> WHAT IS REQUIRED:
Count the lines in the items below that contain the string "police", treating uppercase and lowercase as different, and reply with that number alone.

> RECORDS:
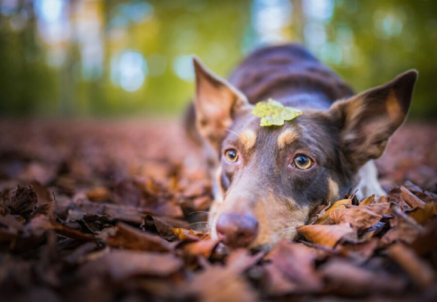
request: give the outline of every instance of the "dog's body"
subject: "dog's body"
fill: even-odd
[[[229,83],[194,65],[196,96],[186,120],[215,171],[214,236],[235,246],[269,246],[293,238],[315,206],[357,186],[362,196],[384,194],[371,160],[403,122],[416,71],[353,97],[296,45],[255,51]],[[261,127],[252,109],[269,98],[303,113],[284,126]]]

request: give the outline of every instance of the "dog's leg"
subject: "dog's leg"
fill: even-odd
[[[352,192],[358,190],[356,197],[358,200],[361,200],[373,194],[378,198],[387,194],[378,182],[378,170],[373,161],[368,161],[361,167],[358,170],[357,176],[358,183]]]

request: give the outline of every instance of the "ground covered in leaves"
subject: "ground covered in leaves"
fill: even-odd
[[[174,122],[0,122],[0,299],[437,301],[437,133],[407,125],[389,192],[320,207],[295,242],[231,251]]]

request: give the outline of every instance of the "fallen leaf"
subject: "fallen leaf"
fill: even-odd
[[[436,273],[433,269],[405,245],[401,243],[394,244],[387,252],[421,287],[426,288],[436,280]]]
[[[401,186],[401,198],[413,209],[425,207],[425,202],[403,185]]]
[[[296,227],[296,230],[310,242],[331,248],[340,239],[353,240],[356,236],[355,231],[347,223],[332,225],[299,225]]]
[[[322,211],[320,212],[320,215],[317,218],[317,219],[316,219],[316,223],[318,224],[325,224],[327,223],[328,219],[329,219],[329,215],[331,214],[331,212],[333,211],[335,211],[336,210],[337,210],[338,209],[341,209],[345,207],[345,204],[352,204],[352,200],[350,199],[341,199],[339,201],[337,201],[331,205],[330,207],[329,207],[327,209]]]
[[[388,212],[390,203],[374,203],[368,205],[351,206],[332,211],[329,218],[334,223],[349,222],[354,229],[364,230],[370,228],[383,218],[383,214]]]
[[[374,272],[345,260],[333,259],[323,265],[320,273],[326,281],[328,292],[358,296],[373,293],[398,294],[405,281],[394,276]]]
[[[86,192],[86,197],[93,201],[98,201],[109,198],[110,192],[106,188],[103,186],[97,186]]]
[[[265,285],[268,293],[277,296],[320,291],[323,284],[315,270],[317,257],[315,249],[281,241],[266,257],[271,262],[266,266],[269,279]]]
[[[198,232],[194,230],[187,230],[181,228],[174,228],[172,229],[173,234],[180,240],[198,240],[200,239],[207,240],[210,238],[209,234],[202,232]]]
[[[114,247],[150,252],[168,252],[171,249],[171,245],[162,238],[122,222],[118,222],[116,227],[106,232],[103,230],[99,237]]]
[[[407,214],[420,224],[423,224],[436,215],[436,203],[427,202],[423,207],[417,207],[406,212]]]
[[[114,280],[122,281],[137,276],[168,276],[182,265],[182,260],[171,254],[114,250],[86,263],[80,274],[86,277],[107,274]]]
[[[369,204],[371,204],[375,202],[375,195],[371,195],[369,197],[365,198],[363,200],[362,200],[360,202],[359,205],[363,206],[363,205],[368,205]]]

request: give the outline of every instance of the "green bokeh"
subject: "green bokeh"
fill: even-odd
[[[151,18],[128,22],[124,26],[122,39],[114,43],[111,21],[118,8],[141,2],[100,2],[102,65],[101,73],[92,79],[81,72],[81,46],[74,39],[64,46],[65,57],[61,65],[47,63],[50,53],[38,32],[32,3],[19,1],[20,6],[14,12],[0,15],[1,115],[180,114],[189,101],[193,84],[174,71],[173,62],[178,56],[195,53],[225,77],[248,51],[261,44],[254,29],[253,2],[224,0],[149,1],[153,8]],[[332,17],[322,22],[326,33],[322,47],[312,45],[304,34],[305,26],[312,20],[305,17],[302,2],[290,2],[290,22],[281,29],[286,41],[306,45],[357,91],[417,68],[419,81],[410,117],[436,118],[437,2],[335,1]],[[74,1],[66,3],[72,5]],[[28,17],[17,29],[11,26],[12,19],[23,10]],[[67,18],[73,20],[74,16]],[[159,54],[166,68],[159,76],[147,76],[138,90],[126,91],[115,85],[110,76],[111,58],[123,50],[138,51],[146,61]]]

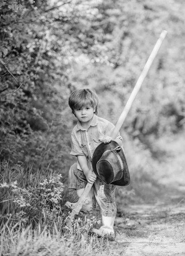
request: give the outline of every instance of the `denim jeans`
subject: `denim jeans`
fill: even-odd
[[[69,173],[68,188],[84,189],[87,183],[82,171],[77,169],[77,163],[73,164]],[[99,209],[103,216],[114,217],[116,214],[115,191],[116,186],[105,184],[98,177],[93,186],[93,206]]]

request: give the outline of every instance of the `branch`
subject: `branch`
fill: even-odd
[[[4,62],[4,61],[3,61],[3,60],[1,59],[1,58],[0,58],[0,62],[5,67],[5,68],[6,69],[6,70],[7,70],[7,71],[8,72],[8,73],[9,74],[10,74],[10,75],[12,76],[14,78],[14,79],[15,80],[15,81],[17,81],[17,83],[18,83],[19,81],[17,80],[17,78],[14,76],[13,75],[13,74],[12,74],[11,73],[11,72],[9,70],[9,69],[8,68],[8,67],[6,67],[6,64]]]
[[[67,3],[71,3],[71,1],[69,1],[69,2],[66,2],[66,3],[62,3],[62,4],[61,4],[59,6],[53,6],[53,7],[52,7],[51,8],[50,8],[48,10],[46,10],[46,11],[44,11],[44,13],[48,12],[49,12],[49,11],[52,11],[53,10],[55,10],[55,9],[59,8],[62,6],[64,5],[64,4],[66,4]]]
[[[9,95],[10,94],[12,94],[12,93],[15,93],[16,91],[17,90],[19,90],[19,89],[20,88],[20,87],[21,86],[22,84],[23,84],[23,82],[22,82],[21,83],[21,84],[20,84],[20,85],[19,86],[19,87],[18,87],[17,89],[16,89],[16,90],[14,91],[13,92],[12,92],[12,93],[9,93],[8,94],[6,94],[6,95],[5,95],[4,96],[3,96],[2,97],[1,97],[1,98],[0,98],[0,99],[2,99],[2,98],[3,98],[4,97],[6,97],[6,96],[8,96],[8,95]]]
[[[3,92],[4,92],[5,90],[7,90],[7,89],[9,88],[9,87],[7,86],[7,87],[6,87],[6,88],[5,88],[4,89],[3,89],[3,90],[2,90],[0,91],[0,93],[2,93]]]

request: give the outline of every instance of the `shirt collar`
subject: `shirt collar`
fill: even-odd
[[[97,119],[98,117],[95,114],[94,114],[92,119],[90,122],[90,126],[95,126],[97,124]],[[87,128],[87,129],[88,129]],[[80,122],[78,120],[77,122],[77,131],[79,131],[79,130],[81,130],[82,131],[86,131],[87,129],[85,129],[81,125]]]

...

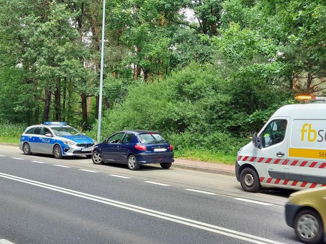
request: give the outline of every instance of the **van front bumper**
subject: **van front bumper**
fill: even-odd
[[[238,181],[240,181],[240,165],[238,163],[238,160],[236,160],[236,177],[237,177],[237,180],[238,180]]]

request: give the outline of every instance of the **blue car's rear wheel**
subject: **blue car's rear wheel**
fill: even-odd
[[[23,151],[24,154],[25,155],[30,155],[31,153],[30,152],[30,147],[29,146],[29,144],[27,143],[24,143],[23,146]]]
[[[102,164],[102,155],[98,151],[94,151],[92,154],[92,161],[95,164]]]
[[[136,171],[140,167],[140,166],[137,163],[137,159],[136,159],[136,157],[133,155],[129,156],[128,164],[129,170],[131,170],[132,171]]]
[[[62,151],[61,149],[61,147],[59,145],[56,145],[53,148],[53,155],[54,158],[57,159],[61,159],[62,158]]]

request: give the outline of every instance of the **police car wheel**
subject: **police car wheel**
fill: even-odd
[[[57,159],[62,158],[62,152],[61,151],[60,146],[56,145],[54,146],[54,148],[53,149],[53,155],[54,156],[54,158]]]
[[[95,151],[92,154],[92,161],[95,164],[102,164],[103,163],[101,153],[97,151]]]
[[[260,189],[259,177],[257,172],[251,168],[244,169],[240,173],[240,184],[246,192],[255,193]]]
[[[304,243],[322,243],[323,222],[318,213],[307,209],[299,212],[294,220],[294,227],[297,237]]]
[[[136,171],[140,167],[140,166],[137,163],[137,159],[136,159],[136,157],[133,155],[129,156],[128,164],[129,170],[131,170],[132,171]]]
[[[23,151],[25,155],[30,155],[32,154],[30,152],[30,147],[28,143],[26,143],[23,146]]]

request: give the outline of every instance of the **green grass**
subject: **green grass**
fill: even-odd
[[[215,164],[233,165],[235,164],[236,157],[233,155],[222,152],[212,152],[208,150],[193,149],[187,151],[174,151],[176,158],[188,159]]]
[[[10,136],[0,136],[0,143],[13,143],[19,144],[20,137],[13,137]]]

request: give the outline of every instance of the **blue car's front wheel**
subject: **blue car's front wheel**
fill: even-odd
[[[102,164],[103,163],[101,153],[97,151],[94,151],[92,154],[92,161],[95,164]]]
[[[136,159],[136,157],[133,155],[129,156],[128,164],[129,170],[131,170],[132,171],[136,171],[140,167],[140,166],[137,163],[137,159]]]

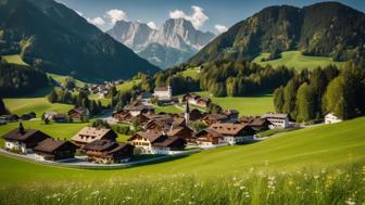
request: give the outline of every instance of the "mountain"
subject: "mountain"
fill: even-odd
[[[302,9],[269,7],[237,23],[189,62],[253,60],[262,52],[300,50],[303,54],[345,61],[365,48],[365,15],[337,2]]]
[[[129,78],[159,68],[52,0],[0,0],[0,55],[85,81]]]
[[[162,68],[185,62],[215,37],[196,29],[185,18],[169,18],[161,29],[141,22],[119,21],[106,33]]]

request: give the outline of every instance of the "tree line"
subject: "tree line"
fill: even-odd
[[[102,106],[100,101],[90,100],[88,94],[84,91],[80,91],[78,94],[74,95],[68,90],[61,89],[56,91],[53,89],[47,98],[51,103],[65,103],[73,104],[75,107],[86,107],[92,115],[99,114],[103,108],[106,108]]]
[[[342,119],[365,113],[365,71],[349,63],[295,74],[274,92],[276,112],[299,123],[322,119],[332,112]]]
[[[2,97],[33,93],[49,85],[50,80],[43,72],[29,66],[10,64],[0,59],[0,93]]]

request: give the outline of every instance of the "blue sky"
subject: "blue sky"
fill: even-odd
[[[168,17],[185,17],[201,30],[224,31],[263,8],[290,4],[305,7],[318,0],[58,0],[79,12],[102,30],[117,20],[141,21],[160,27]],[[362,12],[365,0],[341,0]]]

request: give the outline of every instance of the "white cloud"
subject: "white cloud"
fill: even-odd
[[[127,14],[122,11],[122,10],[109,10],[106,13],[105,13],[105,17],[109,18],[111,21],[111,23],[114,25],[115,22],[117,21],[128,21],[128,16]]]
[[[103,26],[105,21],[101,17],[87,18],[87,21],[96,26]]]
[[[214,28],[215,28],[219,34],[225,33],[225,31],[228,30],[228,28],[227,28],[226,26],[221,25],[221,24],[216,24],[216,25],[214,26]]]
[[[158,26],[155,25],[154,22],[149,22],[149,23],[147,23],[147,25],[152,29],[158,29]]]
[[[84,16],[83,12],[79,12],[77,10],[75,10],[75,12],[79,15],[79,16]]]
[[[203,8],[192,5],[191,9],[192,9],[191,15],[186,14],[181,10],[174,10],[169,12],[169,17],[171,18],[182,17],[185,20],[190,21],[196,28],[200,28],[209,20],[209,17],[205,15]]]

> TASK OUTPUT:
2